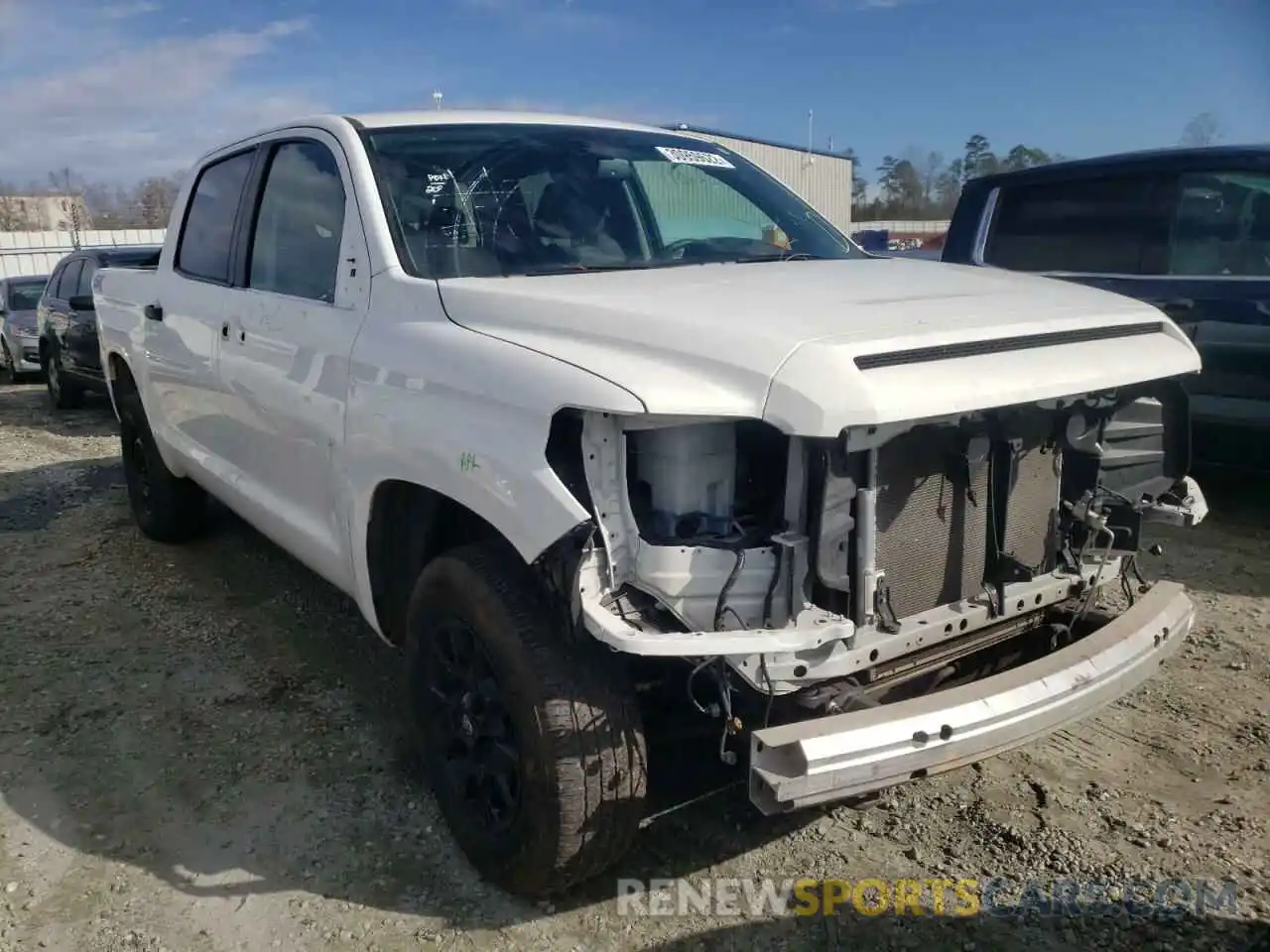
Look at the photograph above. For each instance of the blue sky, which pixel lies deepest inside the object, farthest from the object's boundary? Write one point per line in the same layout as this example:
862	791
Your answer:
154	81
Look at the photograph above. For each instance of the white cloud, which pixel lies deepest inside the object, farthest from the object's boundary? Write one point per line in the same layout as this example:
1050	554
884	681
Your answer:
122	12
128	108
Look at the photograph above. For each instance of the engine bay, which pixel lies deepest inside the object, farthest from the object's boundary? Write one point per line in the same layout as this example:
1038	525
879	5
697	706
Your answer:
830	574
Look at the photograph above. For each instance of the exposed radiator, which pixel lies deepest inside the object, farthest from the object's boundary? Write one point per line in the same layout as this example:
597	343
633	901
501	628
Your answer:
931	538
1032	508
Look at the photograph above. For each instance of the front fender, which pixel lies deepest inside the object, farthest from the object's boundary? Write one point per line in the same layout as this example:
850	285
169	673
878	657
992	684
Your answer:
468	416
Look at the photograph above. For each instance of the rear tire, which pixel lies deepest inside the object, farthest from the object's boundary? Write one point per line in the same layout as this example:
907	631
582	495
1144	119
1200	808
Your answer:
64	394
167	508
532	743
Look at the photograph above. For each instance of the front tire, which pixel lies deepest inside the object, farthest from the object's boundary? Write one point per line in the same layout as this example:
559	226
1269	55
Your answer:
167	508
8	367
532	743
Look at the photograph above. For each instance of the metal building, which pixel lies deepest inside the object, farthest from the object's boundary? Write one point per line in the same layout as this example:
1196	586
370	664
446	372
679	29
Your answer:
824	179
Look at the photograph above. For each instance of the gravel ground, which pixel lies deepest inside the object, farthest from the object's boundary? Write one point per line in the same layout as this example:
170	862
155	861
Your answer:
199	751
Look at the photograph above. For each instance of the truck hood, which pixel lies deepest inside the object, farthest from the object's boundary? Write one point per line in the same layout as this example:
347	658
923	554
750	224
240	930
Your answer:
798	343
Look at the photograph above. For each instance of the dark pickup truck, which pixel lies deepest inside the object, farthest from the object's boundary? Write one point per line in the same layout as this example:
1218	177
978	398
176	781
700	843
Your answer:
1184	229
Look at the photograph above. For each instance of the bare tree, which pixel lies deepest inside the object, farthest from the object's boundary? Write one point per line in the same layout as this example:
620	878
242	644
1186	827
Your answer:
154	200
930	169
68	190
1202	130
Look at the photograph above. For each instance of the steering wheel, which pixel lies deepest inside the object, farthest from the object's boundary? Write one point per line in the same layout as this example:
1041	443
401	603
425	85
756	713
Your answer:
676	249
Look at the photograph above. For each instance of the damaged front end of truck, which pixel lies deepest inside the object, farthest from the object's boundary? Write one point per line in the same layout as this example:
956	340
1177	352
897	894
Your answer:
896	599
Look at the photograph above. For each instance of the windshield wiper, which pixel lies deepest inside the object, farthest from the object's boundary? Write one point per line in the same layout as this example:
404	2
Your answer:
763	259
593	268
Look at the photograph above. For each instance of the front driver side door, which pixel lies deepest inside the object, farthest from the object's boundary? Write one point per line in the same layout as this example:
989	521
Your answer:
289	334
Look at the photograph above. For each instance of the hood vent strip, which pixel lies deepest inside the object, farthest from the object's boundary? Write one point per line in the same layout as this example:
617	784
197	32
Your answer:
978	348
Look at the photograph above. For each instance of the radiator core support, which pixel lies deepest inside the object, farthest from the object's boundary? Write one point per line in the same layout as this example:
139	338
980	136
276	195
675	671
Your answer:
952	515
931	520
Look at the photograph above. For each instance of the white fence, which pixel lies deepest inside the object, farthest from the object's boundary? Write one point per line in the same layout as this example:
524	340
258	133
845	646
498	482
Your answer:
27	253
903	227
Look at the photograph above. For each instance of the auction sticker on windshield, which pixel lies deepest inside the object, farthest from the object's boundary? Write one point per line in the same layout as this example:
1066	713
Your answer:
689	157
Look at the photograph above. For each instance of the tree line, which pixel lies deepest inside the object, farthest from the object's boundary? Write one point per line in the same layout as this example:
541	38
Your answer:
916	184
922	185
64	200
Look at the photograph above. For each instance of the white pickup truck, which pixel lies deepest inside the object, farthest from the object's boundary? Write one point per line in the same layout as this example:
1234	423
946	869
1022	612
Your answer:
595	419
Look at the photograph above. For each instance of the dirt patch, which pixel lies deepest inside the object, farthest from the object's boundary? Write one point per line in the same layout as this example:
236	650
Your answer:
200	751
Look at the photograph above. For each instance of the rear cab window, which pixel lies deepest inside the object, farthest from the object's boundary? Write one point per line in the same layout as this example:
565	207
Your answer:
67	281
1222	226
1112	225
207	232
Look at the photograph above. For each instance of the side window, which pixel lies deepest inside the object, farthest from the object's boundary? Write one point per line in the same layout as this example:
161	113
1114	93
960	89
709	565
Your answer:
683	195
300	223
1222	226
204	239
85	282
68	280
55	280
1092	226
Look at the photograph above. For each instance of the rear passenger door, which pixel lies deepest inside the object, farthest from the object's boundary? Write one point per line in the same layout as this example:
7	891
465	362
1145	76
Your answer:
55	320
1216	285
289	335
80	349
183	335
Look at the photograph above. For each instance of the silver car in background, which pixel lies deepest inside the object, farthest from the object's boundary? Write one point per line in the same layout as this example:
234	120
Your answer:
19	340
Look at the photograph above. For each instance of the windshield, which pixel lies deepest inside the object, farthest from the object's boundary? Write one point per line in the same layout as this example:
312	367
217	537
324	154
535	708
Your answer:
503	199
26	296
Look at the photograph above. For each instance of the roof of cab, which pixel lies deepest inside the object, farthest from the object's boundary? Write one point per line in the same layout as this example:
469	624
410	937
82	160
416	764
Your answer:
1146	158
451	117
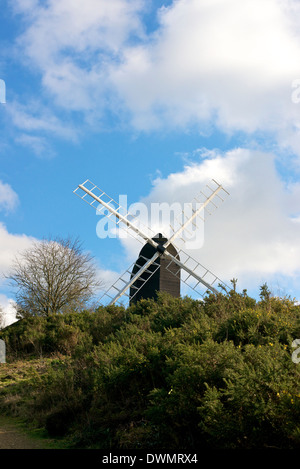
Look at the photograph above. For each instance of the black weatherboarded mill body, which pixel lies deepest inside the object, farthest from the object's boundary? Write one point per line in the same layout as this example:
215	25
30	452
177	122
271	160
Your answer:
158	279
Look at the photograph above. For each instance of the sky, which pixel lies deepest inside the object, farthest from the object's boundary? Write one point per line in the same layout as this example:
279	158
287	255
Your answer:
150	100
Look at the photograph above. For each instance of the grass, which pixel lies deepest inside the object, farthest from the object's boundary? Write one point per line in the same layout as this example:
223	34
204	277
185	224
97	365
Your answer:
15	380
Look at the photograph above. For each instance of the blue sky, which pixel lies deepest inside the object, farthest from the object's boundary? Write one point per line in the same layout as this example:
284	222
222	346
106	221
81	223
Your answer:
152	99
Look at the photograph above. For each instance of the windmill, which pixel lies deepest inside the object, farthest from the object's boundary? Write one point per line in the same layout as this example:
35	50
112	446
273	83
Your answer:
159	254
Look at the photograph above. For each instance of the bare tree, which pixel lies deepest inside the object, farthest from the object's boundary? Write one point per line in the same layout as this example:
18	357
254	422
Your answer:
52	276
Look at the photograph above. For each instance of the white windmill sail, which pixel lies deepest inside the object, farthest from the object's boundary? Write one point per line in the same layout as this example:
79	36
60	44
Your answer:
91	194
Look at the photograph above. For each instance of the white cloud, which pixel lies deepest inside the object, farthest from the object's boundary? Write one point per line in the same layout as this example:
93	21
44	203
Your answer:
8	197
252	236
71	44
227	63
10	246
8	308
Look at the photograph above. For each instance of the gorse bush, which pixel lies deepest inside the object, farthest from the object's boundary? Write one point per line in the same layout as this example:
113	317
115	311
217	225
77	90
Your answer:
167	374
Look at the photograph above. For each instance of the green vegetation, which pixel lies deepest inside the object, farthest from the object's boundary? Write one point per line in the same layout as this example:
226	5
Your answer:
167	374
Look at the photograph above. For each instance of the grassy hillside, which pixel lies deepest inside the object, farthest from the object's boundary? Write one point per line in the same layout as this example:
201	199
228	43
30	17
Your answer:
168	374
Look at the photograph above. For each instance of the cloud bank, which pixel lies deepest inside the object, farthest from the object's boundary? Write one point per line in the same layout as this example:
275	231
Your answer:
219	64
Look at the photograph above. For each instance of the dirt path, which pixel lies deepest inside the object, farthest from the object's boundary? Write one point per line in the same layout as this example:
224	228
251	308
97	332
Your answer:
14	437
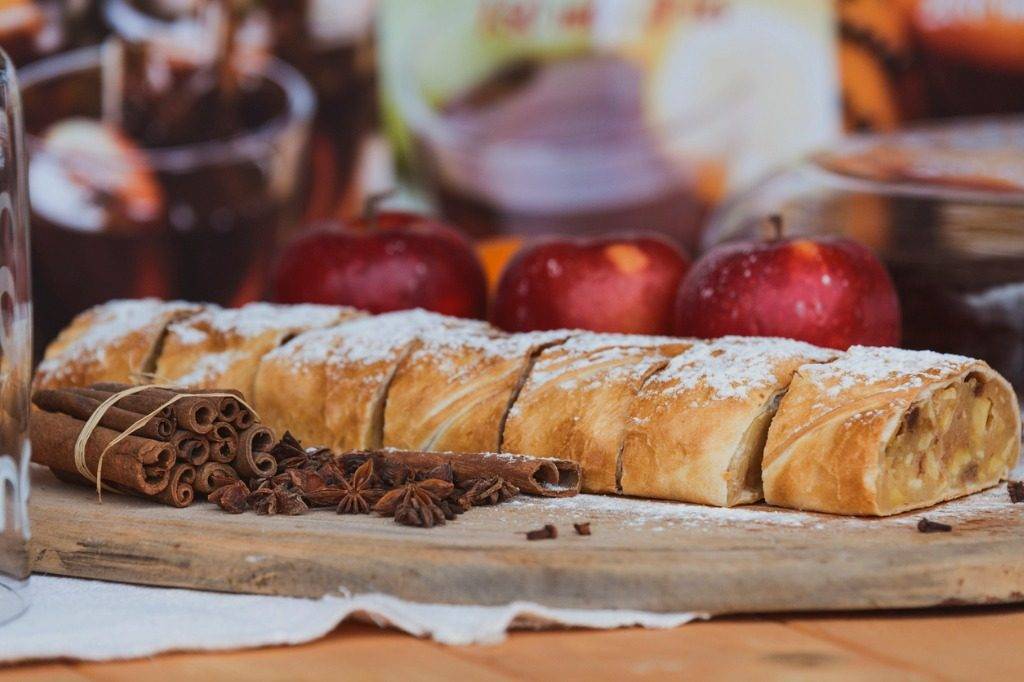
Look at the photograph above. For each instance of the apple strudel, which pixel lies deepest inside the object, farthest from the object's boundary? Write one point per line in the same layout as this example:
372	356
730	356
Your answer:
119	341
329	386
222	347
884	430
577	399
454	389
696	429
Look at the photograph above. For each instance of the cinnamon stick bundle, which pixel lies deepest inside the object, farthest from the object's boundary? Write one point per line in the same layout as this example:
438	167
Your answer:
179	492
208	473
195	413
244	419
253	459
135	464
228	408
190	448
532	475
223	442
81	407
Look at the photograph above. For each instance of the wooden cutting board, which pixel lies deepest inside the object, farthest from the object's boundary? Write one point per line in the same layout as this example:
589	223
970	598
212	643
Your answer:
644	555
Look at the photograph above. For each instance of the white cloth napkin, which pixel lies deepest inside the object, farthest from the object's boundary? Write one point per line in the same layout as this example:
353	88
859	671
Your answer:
96	621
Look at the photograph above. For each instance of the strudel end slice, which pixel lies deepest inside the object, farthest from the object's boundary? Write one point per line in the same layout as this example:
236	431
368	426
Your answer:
884	430
697	428
577	399
118	341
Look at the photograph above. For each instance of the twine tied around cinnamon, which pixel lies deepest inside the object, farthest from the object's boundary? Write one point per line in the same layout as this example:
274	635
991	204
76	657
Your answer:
94	419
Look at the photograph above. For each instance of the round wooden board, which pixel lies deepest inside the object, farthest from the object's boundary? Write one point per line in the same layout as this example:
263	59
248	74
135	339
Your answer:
642	555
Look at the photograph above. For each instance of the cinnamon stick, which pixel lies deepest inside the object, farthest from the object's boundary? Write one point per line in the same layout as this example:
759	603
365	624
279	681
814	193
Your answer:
227	407
254	459
532	475
207	474
179	492
195	413
190	448
222	431
135	464
166	413
244	419
223	442
82	407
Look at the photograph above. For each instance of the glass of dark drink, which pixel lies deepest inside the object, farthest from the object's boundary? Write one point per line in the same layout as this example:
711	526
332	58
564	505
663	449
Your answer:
942	205
15	351
31	30
329	41
181	196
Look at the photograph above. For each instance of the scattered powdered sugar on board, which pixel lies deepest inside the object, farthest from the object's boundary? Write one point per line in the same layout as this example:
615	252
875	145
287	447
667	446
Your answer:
658	515
868	366
732	367
653	512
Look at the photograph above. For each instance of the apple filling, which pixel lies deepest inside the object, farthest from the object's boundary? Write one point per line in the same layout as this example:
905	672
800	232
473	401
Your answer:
956	440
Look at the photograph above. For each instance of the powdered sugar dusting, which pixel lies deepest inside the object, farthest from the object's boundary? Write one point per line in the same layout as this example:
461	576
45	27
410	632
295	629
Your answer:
588	358
585	342
869	366
112	324
256	318
209	368
365	340
732	367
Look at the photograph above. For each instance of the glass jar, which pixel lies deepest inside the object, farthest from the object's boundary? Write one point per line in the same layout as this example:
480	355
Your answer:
329	41
115	218
600	117
15	350
943	207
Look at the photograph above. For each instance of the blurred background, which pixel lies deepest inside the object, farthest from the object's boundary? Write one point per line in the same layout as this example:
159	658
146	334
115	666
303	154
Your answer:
225	151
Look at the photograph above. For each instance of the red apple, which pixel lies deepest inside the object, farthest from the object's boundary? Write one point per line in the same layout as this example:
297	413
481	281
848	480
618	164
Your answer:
387	261
613	284
829	292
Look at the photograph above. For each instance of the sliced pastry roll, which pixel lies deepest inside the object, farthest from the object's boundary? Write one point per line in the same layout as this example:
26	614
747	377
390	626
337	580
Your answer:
329	386
697	428
118	341
883	430
452	392
577	399
222	347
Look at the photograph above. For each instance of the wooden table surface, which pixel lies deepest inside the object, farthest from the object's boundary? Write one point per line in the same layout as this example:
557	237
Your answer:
948	644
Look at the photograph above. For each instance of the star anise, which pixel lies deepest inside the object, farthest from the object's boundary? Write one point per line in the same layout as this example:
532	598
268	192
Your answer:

**WRITTEN TASK**
With the line containing "Look at the photograph above. For each instance of the powdered" as the first and the last line of the records as the final one, print exactly the lines in that span.

**WORKED ANSWER**
Look at the photograph above. For each instance of the powdered sugar dusting, which pixel lies deepest inside the object, farthest from the object's boundary? Write one point per line in the same layout as this example:
461	576
45	27
410	632
295	629
Your answer:
588	358
585	342
869	366
112	324
256	318
209	368
365	340
732	367
Look at the photograph above. For each instance of the glass jar, which pixel lies deepest inside the object, farthest from the object's boundary? Write one point per line in the same layout as this example:
480	355
Your answer:
329	41
115	218
600	117
15	350
943	207
Look at the photograph above. For each instance of the blurred background, which pixel lies deepest inside the object, farthest from the object's boundary? Write one point per line in the same layout as this example:
159	658
146	334
115	666
303	154
Your answer:
225	151
Look at the photograph above. For each instance of the red apple, which pixel lies deepest inside the object, farthest from the object's boundary? Write one point per line in the same layout as this example:
297	413
481	281
848	480
618	164
Your answer:
387	261
613	284
829	292
Look at the photograph above. For each instance of the sliced pastry roll, which pixel lies deepest inside the object, farthest from the object's boundary? Write one point per line in the same layout as this example:
26	614
747	377
390	626
337	580
Your answer:
329	386
697	428
118	341
883	430
452	392
577	399
222	347
Look at the photograph above. For each instance of the wooden table surface, which pixel lies deepest inside the object, farthest from the object's boundary? Write one point per line in the same layout as this example:
557	237
Your answer:
948	644
Look at the photograph above. For each instance of the star anise, which pixel lies deepest inside the object, farthest from the object's boundary? Write one point per line in the same layout as this example:
532	598
268	192
Your answer:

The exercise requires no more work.